Текст
====================
Миша, как узнал, что она замуж выходит, переживал сильно. И потом не мог забыть свою Вареньку. Всюду описывал ее (и в «Княгине Лиговской», и в драме «Два брата», и в «Княжне Мери»), а называл Верой, чтоб мужа ее не гневить. Только не помогало. Бахметев все недоволен был. Когда «Княжну Мери» напечатали, Николаю Федоровичу казалось, что все узнали в образах Веры и ее старого мужа чету Бахметевых. Он заставил Вареньку Мишины письма уничтожить.
Варвара Александровна Лопухина.
Господин N.: И что же, Михаил Юрьевич и не видел ее более?
Бабушка: Как же! Встречались… В последний раз виделись весной 1838-го года, когда Варвара Александровна с мужем, проездом за границу, в Петербурге останавливались. Он и стихи свои ей посылал, поэму «Демон» с посвящением. И в последнем своем сочинении – «Нет, не тебя так пылко я люблю…» обращался  к кузине Кате Быховец, а думал о Вареньке.
Ей замужество не принесло счастья. Любила она Мишу. Каково так-то жить? Вот и угасала, бедняжка. Похудела, побледнела, за границу лечиться ездила. А уж в 41-ом году вовсе слегла и заявила, что решительно не желает больше лечиться. Потом немного оправилась, а прожила все же недолго. Скончалась 9 августа 1851 года    тридцати шести лет от роду.
Бахметев надолго ее пережил, на 33 года. И все запрещал упоминать жену рядом с Мишенькой. Только потом, в 1890-е годы, написали, что многие стихи Лермонтова посвящены В. А. Лопухиной. Вот сколько (достает из шкатулки пачку).
Господин N.: Можно?
Бабушка: Почитайте, голубчик, почитайте.
Господин N.: «Она не гордой красотою…», «У ног других не забывал…», «Расстались мы, но твой портрет…», 
                                        Молитва:
Я, матерь божия, ныне с молитвою
Пред твоим образом, ярким сиянием,
Не о спасении, не перед битвою,
Не с благодарностью иль покаянием,
Не за свою молю душу пустынную,
За душу странника в свете безродного;
Но я вручить хочу деву невинную
Теплой заступнице мира холодного.
Окружи счастием душу достойную;
Дай ей сопутников, полных внимания,
Молодость светлую, старость покойную,
Сердцу незлобному мир упования.
====================
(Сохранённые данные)
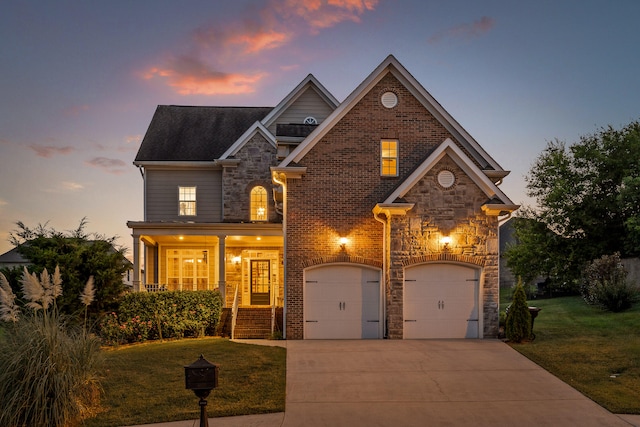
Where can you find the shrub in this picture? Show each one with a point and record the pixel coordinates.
(605, 284)
(158, 315)
(518, 323)
(48, 370)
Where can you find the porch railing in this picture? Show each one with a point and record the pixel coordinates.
(158, 287)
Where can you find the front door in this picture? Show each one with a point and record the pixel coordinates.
(260, 281)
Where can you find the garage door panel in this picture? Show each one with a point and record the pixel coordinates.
(342, 302)
(441, 301)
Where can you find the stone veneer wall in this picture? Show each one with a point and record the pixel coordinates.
(256, 157)
(438, 212)
(343, 184)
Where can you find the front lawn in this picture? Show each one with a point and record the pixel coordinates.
(144, 383)
(594, 351)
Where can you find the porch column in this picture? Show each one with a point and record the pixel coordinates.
(136, 262)
(222, 283)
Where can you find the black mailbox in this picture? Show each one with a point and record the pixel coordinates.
(201, 375)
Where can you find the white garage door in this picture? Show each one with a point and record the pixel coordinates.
(342, 302)
(441, 301)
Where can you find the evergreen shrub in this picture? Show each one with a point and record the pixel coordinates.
(518, 323)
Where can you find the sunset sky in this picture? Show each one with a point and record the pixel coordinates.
(80, 80)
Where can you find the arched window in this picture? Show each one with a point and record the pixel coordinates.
(258, 204)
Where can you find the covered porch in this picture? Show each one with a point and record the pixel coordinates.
(244, 261)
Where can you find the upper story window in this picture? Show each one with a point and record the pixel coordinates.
(389, 157)
(258, 204)
(187, 201)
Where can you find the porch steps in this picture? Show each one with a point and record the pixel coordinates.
(223, 329)
(253, 323)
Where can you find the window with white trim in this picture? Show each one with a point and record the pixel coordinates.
(258, 204)
(389, 157)
(187, 201)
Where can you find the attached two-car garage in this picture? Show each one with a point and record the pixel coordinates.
(344, 301)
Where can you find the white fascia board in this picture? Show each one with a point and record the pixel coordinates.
(257, 127)
(392, 65)
(311, 81)
(170, 164)
(449, 148)
(324, 127)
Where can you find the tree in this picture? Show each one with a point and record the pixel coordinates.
(588, 204)
(79, 255)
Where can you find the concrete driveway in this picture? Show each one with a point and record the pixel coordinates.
(434, 382)
(399, 383)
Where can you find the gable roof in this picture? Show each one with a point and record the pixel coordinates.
(185, 133)
(449, 148)
(391, 65)
(309, 82)
(246, 136)
(13, 257)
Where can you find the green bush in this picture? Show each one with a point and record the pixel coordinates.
(157, 315)
(518, 323)
(605, 284)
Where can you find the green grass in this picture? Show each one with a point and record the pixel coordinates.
(594, 351)
(145, 383)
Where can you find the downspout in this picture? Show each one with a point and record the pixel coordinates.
(384, 272)
(283, 182)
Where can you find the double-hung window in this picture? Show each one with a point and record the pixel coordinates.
(187, 201)
(389, 157)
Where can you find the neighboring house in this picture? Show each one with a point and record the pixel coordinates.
(13, 259)
(374, 218)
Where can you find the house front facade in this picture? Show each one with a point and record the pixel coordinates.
(372, 218)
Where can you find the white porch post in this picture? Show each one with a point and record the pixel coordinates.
(222, 283)
(136, 263)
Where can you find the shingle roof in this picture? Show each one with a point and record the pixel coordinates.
(13, 257)
(184, 133)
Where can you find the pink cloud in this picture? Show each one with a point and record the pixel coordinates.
(465, 31)
(191, 76)
(49, 151)
(320, 14)
(228, 46)
(114, 166)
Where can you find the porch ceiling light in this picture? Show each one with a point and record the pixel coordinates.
(343, 243)
(446, 241)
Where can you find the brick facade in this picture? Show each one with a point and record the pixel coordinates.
(342, 185)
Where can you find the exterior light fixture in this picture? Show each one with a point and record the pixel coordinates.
(343, 243)
(201, 377)
(446, 241)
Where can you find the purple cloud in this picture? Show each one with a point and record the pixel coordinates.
(464, 31)
(114, 166)
(49, 151)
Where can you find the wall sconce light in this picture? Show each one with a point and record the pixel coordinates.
(343, 243)
(446, 241)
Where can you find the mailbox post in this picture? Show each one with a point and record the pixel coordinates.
(201, 377)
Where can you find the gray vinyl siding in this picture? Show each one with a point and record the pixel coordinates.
(308, 104)
(161, 188)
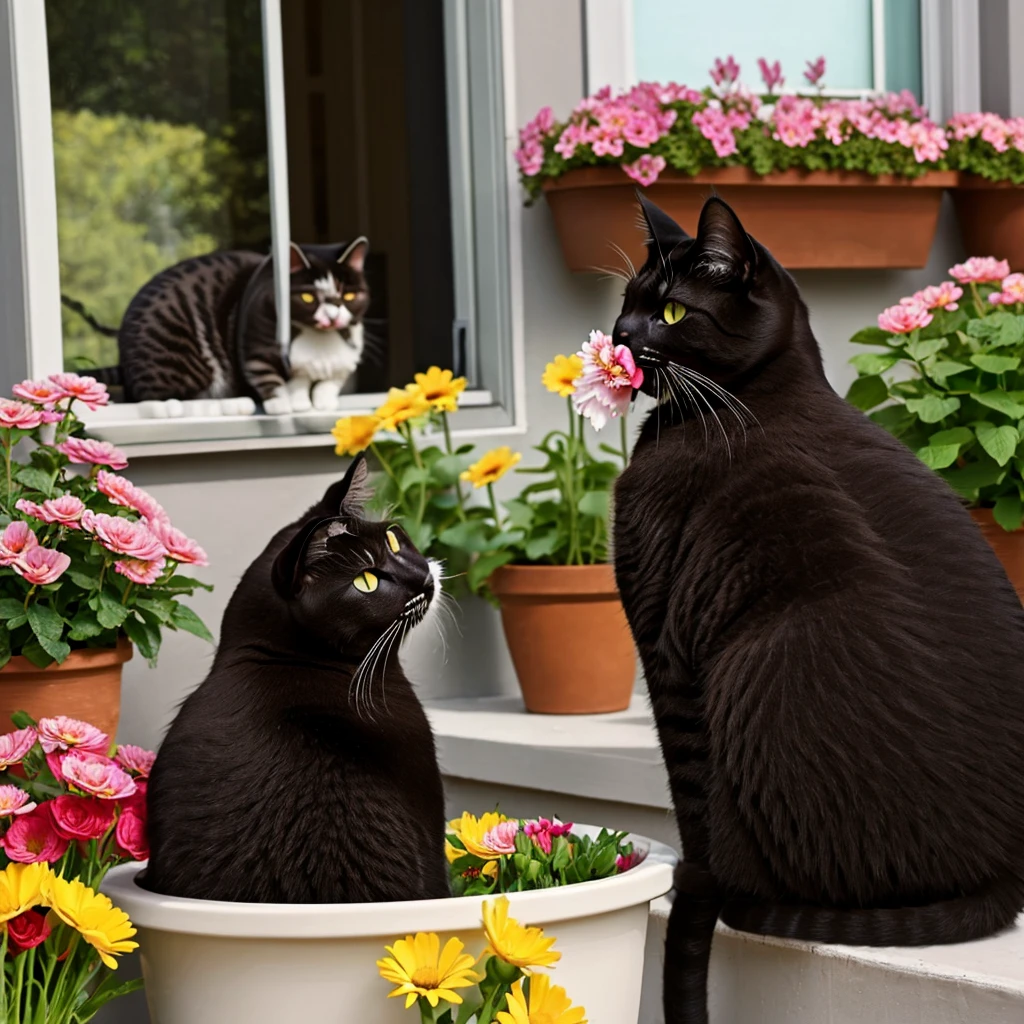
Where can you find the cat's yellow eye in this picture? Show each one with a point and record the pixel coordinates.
(366, 583)
(673, 312)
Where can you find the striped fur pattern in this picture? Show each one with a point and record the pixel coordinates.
(833, 651)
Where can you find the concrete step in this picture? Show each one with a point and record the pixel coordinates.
(759, 980)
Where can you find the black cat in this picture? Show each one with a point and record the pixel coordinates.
(835, 657)
(302, 770)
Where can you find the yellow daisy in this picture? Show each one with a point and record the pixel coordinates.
(19, 886)
(419, 967)
(561, 374)
(522, 947)
(548, 1005)
(402, 403)
(491, 467)
(354, 433)
(92, 914)
(441, 388)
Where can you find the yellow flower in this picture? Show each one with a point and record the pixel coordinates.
(491, 467)
(560, 375)
(402, 403)
(441, 388)
(92, 914)
(472, 829)
(354, 433)
(19, 888)
(417, 969)
(507, 939)
(548, 1005)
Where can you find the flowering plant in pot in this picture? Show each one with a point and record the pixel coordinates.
(69, 812)
(948, 382)
(866, 174)
(88, 561)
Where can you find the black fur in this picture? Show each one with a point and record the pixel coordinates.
(833, 651)
(280, 781)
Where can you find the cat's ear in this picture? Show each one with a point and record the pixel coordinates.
(723, 250)
(663, 232)
(354, 255)
(349, 495)
(297, 259)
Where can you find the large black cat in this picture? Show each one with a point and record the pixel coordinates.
(290, 774)
(834, 654)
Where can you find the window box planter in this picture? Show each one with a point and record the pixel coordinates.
(209, 962)
(808, 219)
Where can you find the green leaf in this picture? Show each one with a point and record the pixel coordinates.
(866, 392)
(931, 409)
(999, 442)
(995, 364)
(1009, 512)
(875, 363)
(48, 626)
(1000, 401)
(185, 619)
(938, 456)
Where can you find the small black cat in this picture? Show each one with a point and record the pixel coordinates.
(292, 772)
(207, 328)
(833, 651)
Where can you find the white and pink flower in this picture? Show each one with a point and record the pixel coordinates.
(609, 375)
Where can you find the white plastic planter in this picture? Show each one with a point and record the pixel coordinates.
(213, 963)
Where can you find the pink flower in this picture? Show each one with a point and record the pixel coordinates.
(815, 71)
(124, 537)
(87, 390)
(32, 838)
(609, 375)
(16, 539)
(645, 169)
(96, 775)
(178, 546)
(81, 817)
(131, 834)
(64, 733)
(14, 745)
(980, 270)
(13, 800)
(86, 452)
(42, 565)
(135, 759)
(904, 318)
(501, 839)
(137, 570)
(41, 392)
(19, 415)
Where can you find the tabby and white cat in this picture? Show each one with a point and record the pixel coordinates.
(204, 333)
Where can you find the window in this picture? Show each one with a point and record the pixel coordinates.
(166, 121)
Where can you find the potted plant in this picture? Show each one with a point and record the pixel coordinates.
(948, 382)
(988, 151)
(210, 962)
(69, 812)
(544, 554)
(87, 560)
(823, 182)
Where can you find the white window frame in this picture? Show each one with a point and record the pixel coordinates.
(486, 230)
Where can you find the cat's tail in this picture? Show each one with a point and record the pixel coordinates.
(75, 306)
(985, 911)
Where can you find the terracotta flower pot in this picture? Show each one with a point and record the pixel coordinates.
(807, 219)
(87, 686)
(1009, 547)
(991, 218)
(568, 637)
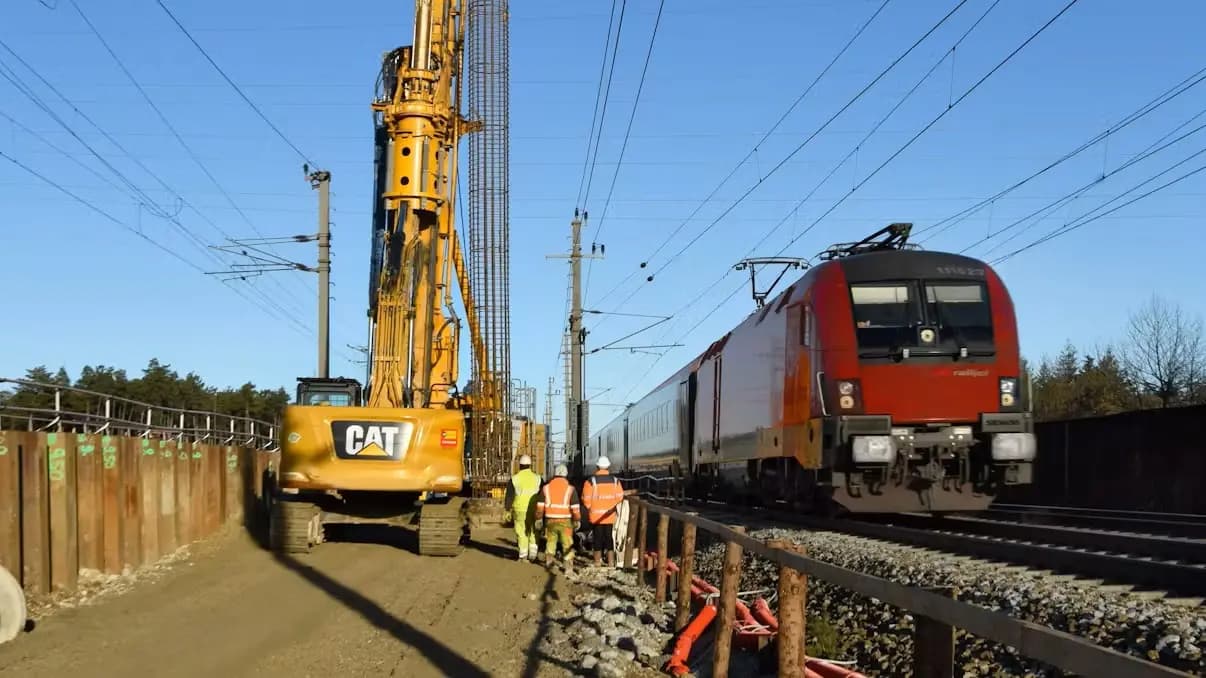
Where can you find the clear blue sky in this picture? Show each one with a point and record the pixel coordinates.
(82, 290)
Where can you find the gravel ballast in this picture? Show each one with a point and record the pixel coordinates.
(614, 629)
(879, 637)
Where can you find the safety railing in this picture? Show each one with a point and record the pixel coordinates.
(936, 613)
(77, 410)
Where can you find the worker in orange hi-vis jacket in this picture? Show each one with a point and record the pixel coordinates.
(557, 506)
(602, 495)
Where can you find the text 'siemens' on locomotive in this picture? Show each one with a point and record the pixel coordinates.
(885, 379)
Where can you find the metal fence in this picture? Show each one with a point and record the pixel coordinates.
(77, 410)
(97, 481)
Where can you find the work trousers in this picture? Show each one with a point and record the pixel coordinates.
(525, 532)
(558, 531)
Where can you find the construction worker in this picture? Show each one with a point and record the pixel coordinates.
(602, 496)
(520, 508)
(560, 510)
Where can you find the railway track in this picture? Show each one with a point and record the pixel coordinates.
(1161, 566)
(1142, 522)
====================
Задание
Приведите продолжение текста о Лермонтове и Варваре Лопухиной, начиная сразу после последней строки. Эти данные никак не связаны с текстом.

Ответ
Срок ли приблизится часу прощальному
В утро ли шумное, в ночь ли безгласную –
Ты восприять пошли к ложу печальному
Лучшего ангела душу прекрасную.
В исполнении пианиста звучит: М. Глинка. Мазурка
Он: Он и друзей по себе выбирал. Таких же повес. Один Руфин Дорохов чего стоит!
Она: Дорохов? О котором в обществе рассказывают всякие ужасы? Дорохов убил офицера, Дорохов буянил в театре, Дорохов набросился с кинжалом на кого-то, Дорохова за клевету вызвали  в суд… Если хотя бы малая часть этих сплетен верна, то Дорохов – просто разбойник!
Он: К сожалению, эти рассказы правдивы. Так бесполезно растратить жизнь! А ведь перед ним открывалась блестящая карьера! Сын героя Отечественной войны, принят в Пажеский корпус. И что же? Едва окончив ученье, убил на дуэли капитана. В 1823 году за совершенно дикую выходку в театре его в первый раз разжаловали в солдаты. Молодчику уж 22 года стукнуло, а он, негодник, в театре на балконе сел на плечи какого-то статского советника и хлестал его по голове за то, что тот в антракте занял незанумерованное место, перед тем оставленное Дороховым.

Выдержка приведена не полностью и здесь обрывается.